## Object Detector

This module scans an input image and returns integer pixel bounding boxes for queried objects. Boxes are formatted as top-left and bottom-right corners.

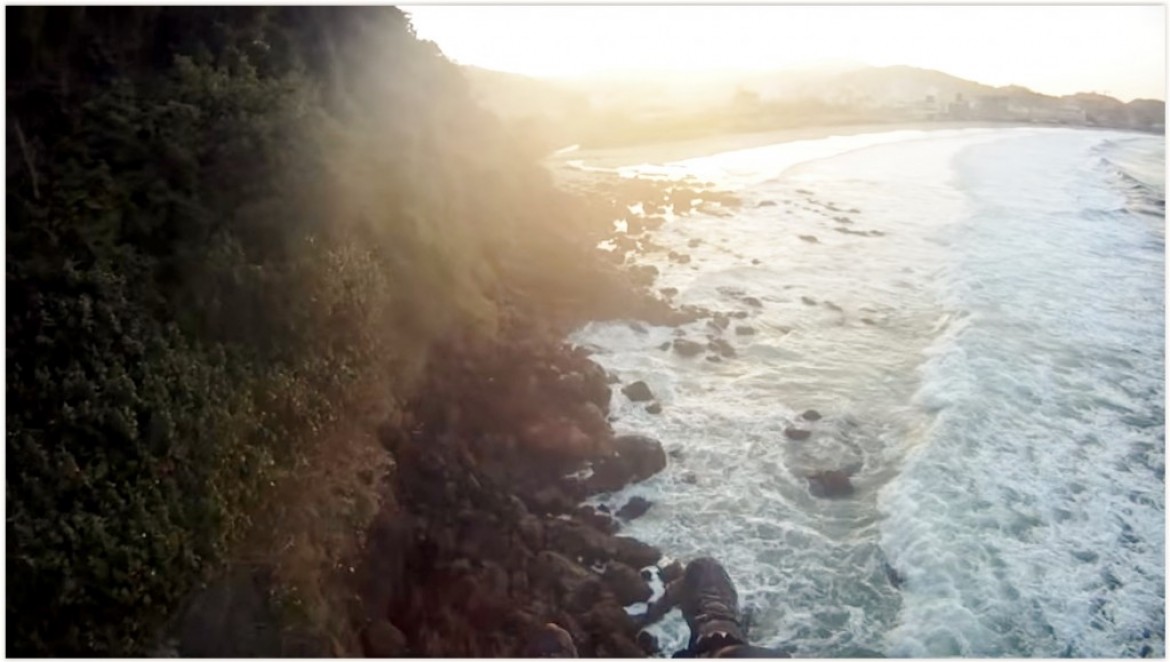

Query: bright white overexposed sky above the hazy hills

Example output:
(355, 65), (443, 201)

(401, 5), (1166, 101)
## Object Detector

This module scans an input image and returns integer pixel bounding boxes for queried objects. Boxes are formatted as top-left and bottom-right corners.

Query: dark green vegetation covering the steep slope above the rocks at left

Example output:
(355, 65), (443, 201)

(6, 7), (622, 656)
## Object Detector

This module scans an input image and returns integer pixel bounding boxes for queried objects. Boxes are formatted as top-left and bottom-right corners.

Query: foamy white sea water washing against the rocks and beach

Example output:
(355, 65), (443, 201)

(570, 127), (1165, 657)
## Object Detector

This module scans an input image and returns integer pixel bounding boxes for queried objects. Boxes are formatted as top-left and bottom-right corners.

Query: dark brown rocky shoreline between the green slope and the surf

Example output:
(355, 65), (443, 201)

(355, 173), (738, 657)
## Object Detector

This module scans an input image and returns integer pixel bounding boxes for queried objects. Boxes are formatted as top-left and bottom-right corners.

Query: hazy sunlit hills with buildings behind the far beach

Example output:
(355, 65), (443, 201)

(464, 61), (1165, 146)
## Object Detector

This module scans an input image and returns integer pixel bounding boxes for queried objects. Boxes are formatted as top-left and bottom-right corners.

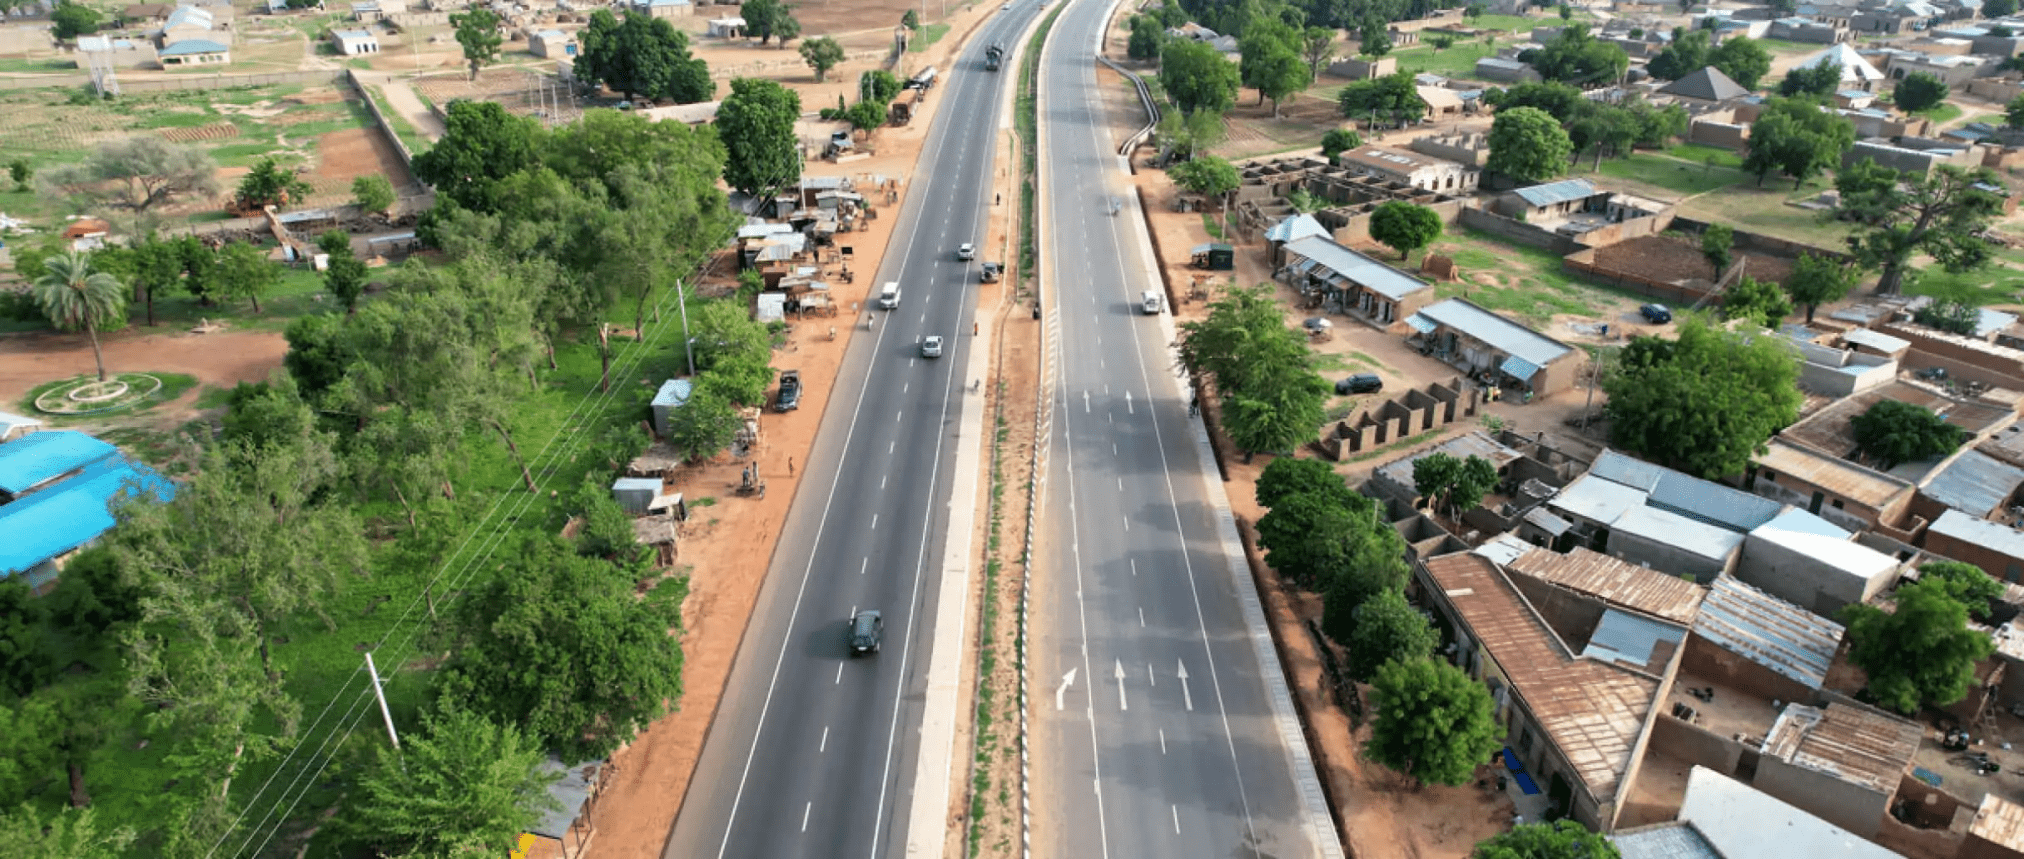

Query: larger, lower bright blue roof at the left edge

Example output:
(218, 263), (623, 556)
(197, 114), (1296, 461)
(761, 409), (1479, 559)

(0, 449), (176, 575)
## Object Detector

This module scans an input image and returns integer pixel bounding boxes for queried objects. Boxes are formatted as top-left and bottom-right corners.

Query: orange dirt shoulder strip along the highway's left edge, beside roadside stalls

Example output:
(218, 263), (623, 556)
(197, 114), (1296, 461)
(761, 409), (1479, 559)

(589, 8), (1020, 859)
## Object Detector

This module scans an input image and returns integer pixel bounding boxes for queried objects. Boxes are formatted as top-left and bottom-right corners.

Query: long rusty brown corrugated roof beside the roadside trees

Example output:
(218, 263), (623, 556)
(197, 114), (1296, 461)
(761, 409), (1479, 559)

━━━━━━━━

EXERCISE BRIEF
The entire listing above, word for word and without pictures, is what should be output.

OUTPUT OF THE EXERCISE
## Object Detector

This module scans an input image and returns integer pixel bounding boxes for queried objects. Boxes are formatted as top-left and bottom-right corners.


Query: bright white overexposed sky above the hazy hills

Example output:
(355, 65), (443, 201)

(401, 5), (1166, 101)
## Object Detector

This module scans an input image and returns integer pixel bounding boxes for queried objects. Boxes are formatted as top-left and bottom-right corners.

Query: dark green vegetation covering the steep slope above the rocks at left

Example output:
(355, 65), (443, 201)

(6, 7), (622, 656)
## Object Detector

This module scans an input image and returns integer pixel bounding boxes for queried objects. Boxes are formatted as top-left and bottom-right corners.

Query: foamy white sea water washing against the rocks and beach

Example output:
(355, 65), (443, 201)

(570, 127), (1165, 657)
## Object Detector

This module scans an input image and returns integer pixel bounding boxes for queried objects. Boxes are formatted as top-left and bottom-right corners.

Query: dark brown rocky shoreline between the green slope and the surf

Example output:
(355, 65), (443, 201)

(355, 173), (738, 657)
## Object Detector

This module scans an input image and returns integer pixel bounding boxes for queried objects. Boxes are formatted as top-left and bottom-right corners.

Query: hazy sunlit hills with buildings behind the far beach

Example output:
(355, 65), (443, 201)

(464, 61), (1165, 146)
## Object Detector

This module scans an input image and returns integer pixel bounding boxes for queried objects. Boxes are formatted as top-left and bottom-right corners.


Query: larger, lower bright blue roof at the left edge

Example output:
(218, 263), (623, 556)
(197, 114), (1296, 461)
(761, 409), (1479, 559)

(0, 449), (176, 575)
## Object Detector

This module scans an input image and returns integer pixel bounding boxes for queried objects. Boxes are formatted as top-left and bottom-right corners.

Query: orange dirt shoulder strip along the highway's left edge, beside roadside stalls

Example output:
(218, 263), (623, 556)
(197, 114), (1296, 461)
(761, 409), (1479, 559)

(589, 8), (1020, 859)
## Object Detector

This module scans an input image and returns integer pixel bounding boxes for queried objects. Boxes are formatted as top-left and bottom-right corners.

Query: long rusty brown corrugated roof beside the roadside trees

Example output:
(218, 263), (623, 556)
(197, 114), (1296, 461)
(761, 409), (1479, 559)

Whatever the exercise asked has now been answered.